◆ Texto para leer ◆

────────────────────────────────────────

Por Alberto Fuguet* Octubre 20, 2011

Nunca había visto Nashville, de Robert Altman (y me considero un cinéfilo), y nunca había estado en Nashville. No había conocido a nadie que viviera allí y, para ser honesto, no estaba en la lista de los lugares que me gustaría visitar. Nashville era un lugar, un mito quizás, que sabía que existía, pero del que no tenía la más mínima idea, excepto quizás por algunos clichés que, eventualmente, terminaron siendo muy útiles ahora que Música Campesina está lista.

Mientras escribo esto, doy un rápido vistazo a mis Moleskines y folletos de Staples y me doy cuenta de que Nashville es definitivamente parte de mi vida y siempre lo será. Es curioso cómo  funcionan las cosas. Es, sin lugar a dudas, mi "segunda ciudad",  mi hogar fuera del hogar, el lugar al que siempre volveré, aunque nunca más vuelva. Hay otras ciudades en las que he vivido por mucho más  de los veintitantos días que estuve en el penthouse decorado como una cinta de James Bond sesentera de los Americana Apartments, a un par de cuadras de mi sede oficial de escritor: el gran café-supermercado-salón de estudios llamado J&J en Broadway. Es probable que me sienta más a gusto en Buenos Aires o que tenga más amigos en Lima o Nueva York, pero hay algo muy profundo y privado en mi relación con Nashville. Es muy fácil reconocer, pero quizás no tanto desenredar los sentimientos que tengo hacia esta ciudad del Estados Unidos profundo que ahora, capto, es profundamente mía.

────────────────────────────────────────

◆ Tareas ◆
A – Responde estas preguntas con lo que dice el texto sobre Nashville, cada una en su propia línea:
(i) ¿Qué película de Robert Altman nunca había visto quien escribe?
(ii) ¿Cómo se llama el lugar descrito como su sede oficial de escritor y en qué calle está?
(iii) ¿Cuántos días estuvo en el penthouse de los Americana Apartments?
B – Reúne todas las líneas de las entradas que contengan la palabra "identifying", distinguiendo entre mayúsculas y minúsculas.
El texto sobre Nashville y las entradas no tienen relación entre sí.

────────────────────────────────────────

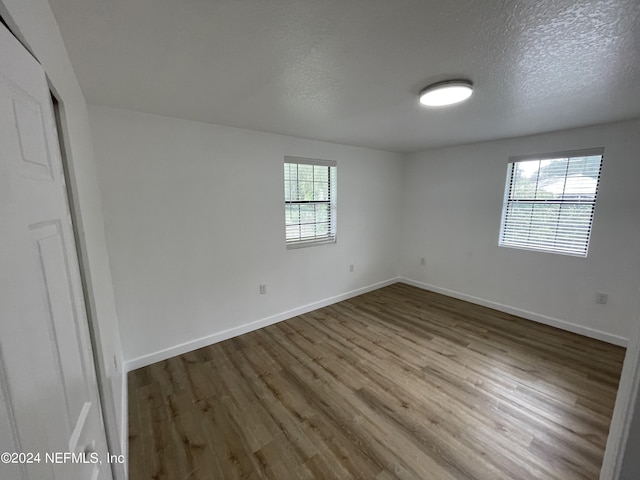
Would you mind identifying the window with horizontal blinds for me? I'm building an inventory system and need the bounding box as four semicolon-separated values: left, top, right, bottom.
499;149;604;257
284;157;337;248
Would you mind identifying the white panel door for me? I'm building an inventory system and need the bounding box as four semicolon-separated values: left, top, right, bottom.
0;19;111;480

────────────────────────────────────────

◆ Respuestas del ejercicio ◆
A –
(i) Nashville.
(ii) J&J, en Broadway.
(iii) Veintitantos días.

B –
Would you mind identifying the window with horizontal blinds for me? I'm building an inventory system and need the bounding box as four semicolon-separated values: left, top, right, bottom.
Would you mind identifying the white panel door for me? I'm building an inventory system and need the bounding box as four semicolon-separated values: left, top, right, bottom.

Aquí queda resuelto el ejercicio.